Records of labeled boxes
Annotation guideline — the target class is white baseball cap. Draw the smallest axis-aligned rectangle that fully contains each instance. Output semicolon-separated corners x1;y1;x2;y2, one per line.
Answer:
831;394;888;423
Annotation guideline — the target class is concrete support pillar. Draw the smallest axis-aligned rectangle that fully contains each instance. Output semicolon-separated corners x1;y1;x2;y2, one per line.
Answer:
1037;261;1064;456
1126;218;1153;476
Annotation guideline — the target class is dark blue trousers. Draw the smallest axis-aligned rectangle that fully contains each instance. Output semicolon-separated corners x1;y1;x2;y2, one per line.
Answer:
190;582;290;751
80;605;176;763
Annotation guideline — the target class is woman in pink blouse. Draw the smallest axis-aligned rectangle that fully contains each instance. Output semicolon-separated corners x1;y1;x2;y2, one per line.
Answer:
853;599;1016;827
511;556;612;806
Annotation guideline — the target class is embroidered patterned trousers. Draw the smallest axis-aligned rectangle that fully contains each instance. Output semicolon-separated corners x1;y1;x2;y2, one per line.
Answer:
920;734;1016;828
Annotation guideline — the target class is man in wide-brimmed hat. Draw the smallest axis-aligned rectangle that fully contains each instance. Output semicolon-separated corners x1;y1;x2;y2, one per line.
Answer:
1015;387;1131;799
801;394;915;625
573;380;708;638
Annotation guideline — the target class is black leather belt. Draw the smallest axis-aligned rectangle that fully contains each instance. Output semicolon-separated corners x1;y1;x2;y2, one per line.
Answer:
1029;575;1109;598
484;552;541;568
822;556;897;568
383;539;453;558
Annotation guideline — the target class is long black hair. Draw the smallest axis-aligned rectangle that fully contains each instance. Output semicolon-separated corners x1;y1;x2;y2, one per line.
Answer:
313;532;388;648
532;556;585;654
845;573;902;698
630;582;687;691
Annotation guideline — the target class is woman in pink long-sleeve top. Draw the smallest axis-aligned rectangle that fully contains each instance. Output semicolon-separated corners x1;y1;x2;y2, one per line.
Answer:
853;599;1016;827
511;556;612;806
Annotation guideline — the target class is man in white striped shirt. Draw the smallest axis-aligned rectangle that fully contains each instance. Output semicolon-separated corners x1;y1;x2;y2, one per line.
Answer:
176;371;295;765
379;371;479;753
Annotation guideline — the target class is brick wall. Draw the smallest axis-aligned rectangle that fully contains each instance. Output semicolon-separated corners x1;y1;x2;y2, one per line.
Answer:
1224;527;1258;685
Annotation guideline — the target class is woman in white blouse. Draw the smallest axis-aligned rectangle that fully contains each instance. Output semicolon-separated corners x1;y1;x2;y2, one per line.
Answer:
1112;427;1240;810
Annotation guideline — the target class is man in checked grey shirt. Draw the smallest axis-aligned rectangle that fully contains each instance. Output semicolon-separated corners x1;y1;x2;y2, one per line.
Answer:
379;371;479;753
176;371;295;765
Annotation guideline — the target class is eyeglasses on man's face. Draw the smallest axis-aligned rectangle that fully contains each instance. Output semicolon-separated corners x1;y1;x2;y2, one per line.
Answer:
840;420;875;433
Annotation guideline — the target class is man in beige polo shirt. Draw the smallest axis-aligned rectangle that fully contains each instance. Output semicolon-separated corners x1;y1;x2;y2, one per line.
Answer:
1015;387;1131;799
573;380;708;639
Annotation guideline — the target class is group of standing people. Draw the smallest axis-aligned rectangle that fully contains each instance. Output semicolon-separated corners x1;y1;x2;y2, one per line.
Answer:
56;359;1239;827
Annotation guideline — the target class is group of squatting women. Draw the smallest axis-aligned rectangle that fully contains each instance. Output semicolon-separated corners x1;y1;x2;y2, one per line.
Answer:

__PROBLEM TO SOLVE__
Edit the rows above so that every instance of "Annotation guideline" becomes "Labeling rule", leaving all other text unchanged.

__RESPONSE__
Labeling rule — the target class is white baseball cap. Draw the smallest axis-aligned rectangle that fully contains each instance. Output semicolon-separated corners x1;y1;x2;y2, one per line.
Answer:
831;394;888;423
Labeling rule — the target class is concrete support pillar. Draw the smallest axis-aligned rectangle that fully contains each instance. Output semicolon-separated corners x1;y1;x2;y2, one per line.
Answer:
1037;261;1064;456
1126;218;1153;476
Labeling rule — the target class is dark blue trousers. Draw the smallest axis-aligned rectangle that fully contains each instance. Output semicolon-separated corners x1;y1;x2;y2, one per line.
Answer:
190;582;290;751
80;605;176;763
Labeling rule — the target class is woman in pink blouse. Draw the smallest axis-aligned rectangle that fully contains each instance. Output semicolon-separated corners x1;y1;x2;y2, one per line.
Answer:
853;599;1016;827
511;556;612;806
Labeling rule — the target class is embroidered patterned trousers. Draw the smallest axis-aligned rectangle that fully contains each instance. Output semicolon-separated corners x1;y1;x2;y2, one per line.
Answer:
920;734;1016;828
Labeling rule — the target class is man in wide-brimmed hat. Draw the smallest axis-aligned rectangle that fully contains each instance. Output semicolon-separated corners x1;y1;x2;y2, one per line.
Answer:
1015;387;1131;799
801;394;915;625
573;380;708;638
Labeling rule — the target class is black leather belt. Draw the smallest axis-aligned rectangle that fully contains each instance. Output semicolon-separated corners x1;y1;x2;y2, one per line.
Answer:
1029;575;1109;598
484;552;541;568
822;556;897;568
383;539;453;558
Labeling rule — the target class is long black hair. Draw the smallest axis-aligned rectangle that fully contains each instance. Output semicolon-separated corners x1;y1;x2;y2, one per line.
Answer:
313;532;388;648
532;556;585;654
845;573;902;698
630;582;687;691
Labeling rule — the target class is woman in pink long-sleeve top. Draw the smallest axis-aligned rectangle that fully contains each instance. Output semicolon-separated corners x1;y1;x2;y2, one per line.
Answer:
853;599;1016;827
511;556;612;806
Labeling rule — the target class is man in white striped shirt. Draw the smallest axis-aligned rectangle that fully contains each instance. Output semicolon-separated corners x1;y1;x2;y2, one per line.
Answer:
176;371;295;765
379;371;479;753
Labeling rule — the target class is brick wall. Draw the smallest axis-aligned rectangle that fully contains each instance. Output semicolon-separated corners x1;y1;x2;y2, one per line.
Answer:
1224;527;1258;685
Labeling rule — the target class is woman in white blouse. Draw the smallest axis-aligned rectangle that fully contains each instance. Output semicolon-separated corners x1;y1;x2;y2, one per line.
Answer:
1112;427;1240;810
Labeling rule — the target class is man in checked grey shirt. Draw the smallest axis-aligned rectangle that fully contains each instance. Output semicolon-separated corners x1;y1;x2;y2, one per line.
Answer:
379;371;479;753
176;371;295;765
Labeling rule — the target class is eyeglasses on man's face. Draw the smallest axis-aligned rectangle that fully contains each instance. Output semicolon-separated corners x1;y1;x2;y2, one per line.
Answer:
840;420;875;433
Labeling rule — the target class is man in beige polo shirt. Draw the smallest axis-aligned rectangle that fully contains each instance. Output semicolon-separated corners x1;y1;x2;y2, one per line.
Answer:
1015;387;1131;799
573;380;708;639
Labeling rule — the target class is group of standing people. Draw the smallest axis-aligned rectangle that fully contains each instance. Output semicolon-separated corners x1;y1;x2;y2, one per line.
Answer:
56;359;1239;827
Labeling rule — the target class is group of squatting women. Draw the smallest axis-aligned rectangle that fully contains each instance. Output semicolon-separated corners x1;y1;x2;y2, one per line.
Answer:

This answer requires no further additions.